--- start EXTRACTED INFORMATION ---
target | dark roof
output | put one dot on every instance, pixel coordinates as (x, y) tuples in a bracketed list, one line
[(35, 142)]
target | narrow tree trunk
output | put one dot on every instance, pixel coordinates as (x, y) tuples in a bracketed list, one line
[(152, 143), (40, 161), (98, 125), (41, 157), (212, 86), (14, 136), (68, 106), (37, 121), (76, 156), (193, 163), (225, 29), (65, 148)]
--- end EXTRACTED INFORMATION ---
* WHAT IS BEING ASKED
Rewrite every item above, keeping each request as it stands, and shift each coordinate value in the answers by adding -86 to it.

* RESPONSE
target | dark roof
output | put one dot on every instance, pixel coordinates as (x, y) tuples in a bracketed list, one line
[(-51, 56)]
target | narrow tree trunk
output | put one dot on every instance, pixel coordinates as (x, y) tuples in a bracketed list, one line
[(66, 57), (-46, 75), (12, 39), (-45, 71), (126, 0), (-72, 50), (-18, 20), (-49, 35), (-10, 70), (107, 77), (139, -57), (-21, 62)]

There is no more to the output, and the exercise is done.